#### [BRIEF]
Copy the listing below in full, exactly as given.
========
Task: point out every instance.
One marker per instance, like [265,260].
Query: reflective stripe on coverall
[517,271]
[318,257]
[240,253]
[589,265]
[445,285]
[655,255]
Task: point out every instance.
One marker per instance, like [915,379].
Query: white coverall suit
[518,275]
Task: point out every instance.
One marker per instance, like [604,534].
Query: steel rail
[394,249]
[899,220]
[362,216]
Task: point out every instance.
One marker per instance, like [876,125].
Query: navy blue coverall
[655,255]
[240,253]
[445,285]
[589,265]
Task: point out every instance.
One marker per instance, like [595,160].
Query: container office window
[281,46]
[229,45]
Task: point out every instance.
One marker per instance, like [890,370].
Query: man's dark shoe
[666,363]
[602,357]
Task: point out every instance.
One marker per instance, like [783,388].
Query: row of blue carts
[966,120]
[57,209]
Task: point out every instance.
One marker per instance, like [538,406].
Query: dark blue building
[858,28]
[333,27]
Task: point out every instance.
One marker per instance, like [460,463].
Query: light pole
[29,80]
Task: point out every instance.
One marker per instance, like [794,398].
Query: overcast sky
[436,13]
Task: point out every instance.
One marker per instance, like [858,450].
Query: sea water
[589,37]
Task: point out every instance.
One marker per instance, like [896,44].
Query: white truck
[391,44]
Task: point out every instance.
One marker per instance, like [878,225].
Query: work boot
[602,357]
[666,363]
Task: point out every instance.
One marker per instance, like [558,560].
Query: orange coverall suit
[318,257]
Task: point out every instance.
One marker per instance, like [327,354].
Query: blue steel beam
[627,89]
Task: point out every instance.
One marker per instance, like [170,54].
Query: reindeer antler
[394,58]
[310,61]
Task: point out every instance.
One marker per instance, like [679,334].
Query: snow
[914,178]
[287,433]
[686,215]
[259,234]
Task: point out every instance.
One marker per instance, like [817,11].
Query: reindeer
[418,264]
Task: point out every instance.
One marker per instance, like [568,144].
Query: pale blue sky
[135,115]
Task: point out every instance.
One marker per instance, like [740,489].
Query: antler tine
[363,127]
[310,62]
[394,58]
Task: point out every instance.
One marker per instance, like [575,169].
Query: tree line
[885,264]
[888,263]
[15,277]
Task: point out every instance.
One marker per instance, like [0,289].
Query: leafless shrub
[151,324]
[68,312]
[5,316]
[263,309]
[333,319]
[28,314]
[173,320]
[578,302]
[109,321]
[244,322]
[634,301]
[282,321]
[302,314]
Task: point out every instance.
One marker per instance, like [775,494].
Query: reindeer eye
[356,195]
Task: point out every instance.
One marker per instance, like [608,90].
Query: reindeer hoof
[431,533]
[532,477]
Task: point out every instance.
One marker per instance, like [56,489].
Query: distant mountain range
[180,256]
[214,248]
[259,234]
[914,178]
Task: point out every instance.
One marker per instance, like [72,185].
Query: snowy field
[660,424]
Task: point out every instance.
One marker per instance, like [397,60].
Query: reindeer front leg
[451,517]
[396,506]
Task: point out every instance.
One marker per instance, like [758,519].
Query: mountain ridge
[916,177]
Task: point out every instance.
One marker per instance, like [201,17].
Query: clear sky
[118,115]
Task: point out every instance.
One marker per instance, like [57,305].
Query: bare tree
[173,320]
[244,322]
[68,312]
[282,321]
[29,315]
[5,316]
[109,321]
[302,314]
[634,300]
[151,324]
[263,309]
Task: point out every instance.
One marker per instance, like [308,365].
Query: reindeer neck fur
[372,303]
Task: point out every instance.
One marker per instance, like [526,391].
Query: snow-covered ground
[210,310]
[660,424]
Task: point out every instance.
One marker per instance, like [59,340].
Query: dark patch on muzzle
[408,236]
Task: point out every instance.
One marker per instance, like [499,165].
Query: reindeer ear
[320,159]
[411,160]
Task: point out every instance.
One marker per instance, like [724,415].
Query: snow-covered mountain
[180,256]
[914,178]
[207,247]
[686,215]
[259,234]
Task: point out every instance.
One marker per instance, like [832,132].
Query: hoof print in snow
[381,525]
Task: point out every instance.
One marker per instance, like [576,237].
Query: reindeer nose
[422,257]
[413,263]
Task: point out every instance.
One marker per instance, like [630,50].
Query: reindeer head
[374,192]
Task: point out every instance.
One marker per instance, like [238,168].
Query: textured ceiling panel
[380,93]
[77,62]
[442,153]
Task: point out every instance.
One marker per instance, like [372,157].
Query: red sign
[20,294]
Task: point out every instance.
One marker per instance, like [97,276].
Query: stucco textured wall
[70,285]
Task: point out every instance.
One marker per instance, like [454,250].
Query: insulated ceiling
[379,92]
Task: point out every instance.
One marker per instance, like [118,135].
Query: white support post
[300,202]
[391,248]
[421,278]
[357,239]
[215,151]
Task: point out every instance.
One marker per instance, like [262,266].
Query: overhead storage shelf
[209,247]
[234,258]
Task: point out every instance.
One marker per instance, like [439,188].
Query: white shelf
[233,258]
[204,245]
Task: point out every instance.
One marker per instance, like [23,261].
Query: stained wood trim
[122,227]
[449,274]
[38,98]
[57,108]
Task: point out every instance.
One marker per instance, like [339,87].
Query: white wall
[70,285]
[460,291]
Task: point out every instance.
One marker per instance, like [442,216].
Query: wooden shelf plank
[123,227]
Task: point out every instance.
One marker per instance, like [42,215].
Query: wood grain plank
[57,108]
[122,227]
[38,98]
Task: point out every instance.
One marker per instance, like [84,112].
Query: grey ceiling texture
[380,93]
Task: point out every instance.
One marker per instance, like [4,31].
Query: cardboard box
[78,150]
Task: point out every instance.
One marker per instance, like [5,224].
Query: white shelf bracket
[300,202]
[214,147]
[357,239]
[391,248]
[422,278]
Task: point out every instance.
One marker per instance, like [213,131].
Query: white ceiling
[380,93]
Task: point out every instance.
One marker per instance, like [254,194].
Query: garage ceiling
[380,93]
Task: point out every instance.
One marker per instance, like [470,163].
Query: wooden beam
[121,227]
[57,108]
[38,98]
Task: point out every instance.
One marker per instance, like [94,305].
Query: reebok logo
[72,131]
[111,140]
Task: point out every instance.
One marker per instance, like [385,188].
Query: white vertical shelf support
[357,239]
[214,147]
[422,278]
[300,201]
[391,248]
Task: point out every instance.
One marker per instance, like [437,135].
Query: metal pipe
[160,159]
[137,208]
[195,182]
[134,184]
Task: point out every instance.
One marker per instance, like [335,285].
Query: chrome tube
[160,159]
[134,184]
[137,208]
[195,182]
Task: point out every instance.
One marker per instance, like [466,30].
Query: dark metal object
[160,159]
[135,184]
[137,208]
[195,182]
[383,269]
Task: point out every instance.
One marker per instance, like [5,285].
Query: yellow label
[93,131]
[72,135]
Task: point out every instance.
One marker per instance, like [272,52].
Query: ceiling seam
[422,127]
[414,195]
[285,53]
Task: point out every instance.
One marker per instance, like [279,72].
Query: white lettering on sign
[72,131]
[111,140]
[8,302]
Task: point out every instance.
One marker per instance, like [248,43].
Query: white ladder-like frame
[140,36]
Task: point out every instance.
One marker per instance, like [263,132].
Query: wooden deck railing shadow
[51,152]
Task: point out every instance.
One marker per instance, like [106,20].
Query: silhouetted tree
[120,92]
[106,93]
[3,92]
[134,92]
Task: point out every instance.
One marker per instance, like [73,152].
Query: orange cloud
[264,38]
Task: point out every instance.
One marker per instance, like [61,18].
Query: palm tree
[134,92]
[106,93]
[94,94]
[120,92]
========
#### [FINAL ANSWER]
Task: point out every instance.
One marker per instance, like [265,260].
Query: reflective stripe on coverall
[517,271]
[318,257]
[240,253]
[589,265]
[445,285]
[655,255]
Task: point out every instance.
One marker per instance, like [915,379].
Query: white coverall suit
[518,275]
Task: point out every instance.
One marker per instance, like [604,534].
Query: steel rail
[394,249]
[899,220]
[362,216]
Task: point out every instance.
One marker per instance, like [876,125].
Query: navy blue coverall
[655,255]
[240,253]
[445,285]
[589,265]
Task: point out every instance.
One marker per instance, like [595,160].
Query: container office window
[281,46]
[229,45]
Task: point out every instance.
One marker per instance, like [890,370].
Query: man's dark shoe
[666,363]
[602,357]
Task: point out every instance.
One marker per instance, like [783,388].
Query: row of blue carts
[966,120]
[57,209]
Task: point out every instance.
One marker per instance, like [538,406].
Query: dark blue building
[858,28]
[333,27]
Task: point out every instance.
One marker per instance, like [460,463].
Query: light pole
[29,80]
Task: point out every instance.
One marker per instance, like [794,398].
Query: overcast sky
[436,13]
Task: point out every instance.
One marker per instance, like [858,450].
Query: sea water
[589,37]
Task: point out every instance.
One marker per instance, like [896,44].
Query: white truck
[391,44]
Task: point out every instance.
One marker per instance, like [878,225].
Query: work boot
[602,357]
[666,363]
Task: point out every instance.
One marker per instance, like [558,560].
Query: orange coverall suit
[318,257]
Task: point out every instance.
One marker per instance, like [327,354].
Query: blue steel beam
[627,89]
Task: point out every instance.
One marker per instance, like [170,54].
Query: reindeer antler
[394,58]
[310,61]
Task: point out every instance.
One marker per instance, like [679,334].
Query: snow
[914,178]
[287,433]
[686,215]
[259,234]
Task: point out every instance.
One marker per instance, like [817,11].
Query: reindeer
[418,264]
Task: point out every instance.
One marker per instance, like [568,144].
Query: pale blue sky
[135,115]
Task: point out every instance.
One marker per instance, like [740,489].
Query: antler tine
[363,127]
[310,62]
[394,58]
Task: point out every instance.
One marker per instance, like [575,169].
Query: tree line
[885,264]
[888,263]
[15,277]
Task: point out every instance.
One marker per instance, like [0,289].
Query: leafless shrub
[151,324]
[68,312]
[5,316]
[263,309]
[333,319]
[28,314]
[173,320]
[578,302]
[109,321]
[244,322]
[634,301]
[282,321]
[302,314]
Task: point out every instance.
One marker per instance, like [775,494].
Query: reindeer eye
[356,195]
Task: point out every instance.
One marker per instance, like [608,90].
Query: reindeer hoof
[431,533]
[532,477]
Task: point out every instance.
One marker per instance, like [56,489].
Query: distant mountain range
[180,256]
[214,248]
[259,234]
[914,178]
Task: point out every instance.
One marker per instance, like [72,185].
Query: snowy field
[660,424]
Task: point out every instance.
One marker per instance, like [397,60].
Query: reindeer front leg
[451,517]
[396,506]
Task: point out every instance.
One marker per instance, like [758,519].
Query: mountain ridge
[916,177]
Task: point out every instance.
One marker per instance, like [201,17].
Query: clear sky
[118,115]
Task: point out every instance.
One marker per instance, like [57,305].
Query: bare tree
[173,320]
[244,322]
[68,312]
[282,321]
[29,315]
[5,316]
[109,321]
[302,314]
[634,300]
[151,324]
[263,309]
Task: point out every instance.
One marker per instance, like [308,365].
Query: reindeer neck fur
[372,303]
Task: point out every instance.
One marker per instance, like [526,391].
Query: snow-covered ground
[210,310]
[660,424]
Task: point out every instance.
One marker per instance, like [59,340].
Query: dark patch on muzzle
[408,236]
Task: point out every instance.
One marker per instance, like [499,165].
Query: reindeer ear
[320,159]
[411,160]
Task: point out every instance.
One marker per instance, like [724,415].
Query: snow-covered mountain
[180,256]
[914,178]
[207,247]
[686,215]
[259,234]
Task: point out every instance.
One marker per instance, like [832,132].
Query: hoof print in snow
[381,525]
Task: point out every instance.
One marker per instance, like [576,237].
Query: reindeer nose
[422,257]
[413,263]
Task: point out every instance.
One marker per instance, like [630,50].
Query: reindeer head
[374,192]
Task: point out every instance.
One marker per instance, like [238,168].
Query: textured ceiling panel
[380,93]
[77,62]
[442,153]
Task: point out every instance.
One marker per instance, like [372,157].
Query: red sign
[20,294]
Task: point out every instance.
One marker per instance, like [97,276].
Query: stucco textured wall
[70,285]
Task: point out every instance.
One marker per instance, like [454,250].
Query: insulated ceiling
[379,92]
Task: point out every instance.
One marker per instance, like [118,135].
Query: white support post
[300,202]
[391,248]
[421,278]
[357,239]
[215,151]
Task: point out every instance.
One marker per instance, like [262,266].
Query: overhead storage shelf
[209,247]
[234,258]
Task: point out every instance.
One marker per instance, like [439,188].
Query: white shelf
[233,258]
[204,245]
Task: point out every instance.
One marker per instance, like [23,261].
Query: stained wood trim
[122,227]
[449,274]
[38,98]
[57,108]
Task: point out every instance.
One marker per instance, like [339,87].
Query: white wall
[70,285]
[460,291]
Task: point out every instance.
One marker per instance, like [442,216].
Query: wooden shelf plank
[123,227]
Task: point out every instance.
One marker per instance, like [42,215].
Query: wood grain plank
[57,108]
[122,227]
[38,98]
Task: point out every instance.
One marker per instance, like [84,112].
Query: grey ceiling texture
[380,93]
Task: point out every instance.
One marker per instance, like [4,31].
Query: cardboard box
[78,150]
Task: point out every instance.
One marker per instance, like [5,224].
Query: white shelf bracket
[300,202]
[214,147]
[357,239]
[391,248]
[422,278]
Task: point out every instance.
One marker per instance, like [213,131].
Query: white ceiling
[380,93]
Task: point out every instance.
One marker per instance, like [254,194].
Query: garage ceiling
[380,93]
Task: point out every instance.
One marker per instance, like [470,163].
Query: wooden beam
[121,227]
[57,108]
[38,98]
Task: point out every instance.
One marker per instance, like [94,305].
Query: reebok logo
[72,131]
[111,140]
Task: point out every instance.
One marker per instance, like [385,188].
Query: white vertical shelf support
[357,239]
[214,147]
[422,278]
[300,201]
[391,248]
Task: point out every instance.
One marker per instance, like [437,135].
Query: metal pipe
[160,159]
[137,208]
[195,182]
[134,184]
Task: point out every instance.
One marker per instance, like [335,285].
Query: chrome tube
[160,159]
[134,184]
[137,208]
[195,182]
Task: point out every instance.
One marker per instance, like [466,30].
Query: dark metal object
[160,159]
[135,184]
[137,208]
[195,182]
[383,269]
Task: point out every instance.
One marker per instance, like [5,285].
Query: yellow label
[93,131]
[72,135]
Task: point out every instance.
One marker per instance, like [272,52].
Query: ceiling seam
[422,127]
[414,195]
[285,53]
Task: point out every instance.
One marker per instance, like [279,72].
Query: white lettering on sign
[72,131]
[111,140]
[8,302]
Task: point out every instance.
One marker per instance, like [248,43].
Query: white ladder-like frame
[140,36]
Task: point out every instance.
One marker per instance, like [263,132].
Query: wooden deck railing shadow
[51,152]
Task: point out every instance.
One marker per instance, like [106,20].
Query: silhouetted tree
[120,92]
[106,93]
[3,92]
[134,92]
Task: point out every instance.
One marker per instance, like [73,152].
Query: orange cloud
[264,38]
Task: point out every instance.
One marker per instance, like [61,18].
Query: palm tree
[134,92]
[106,93]
[94,94]
[120,92]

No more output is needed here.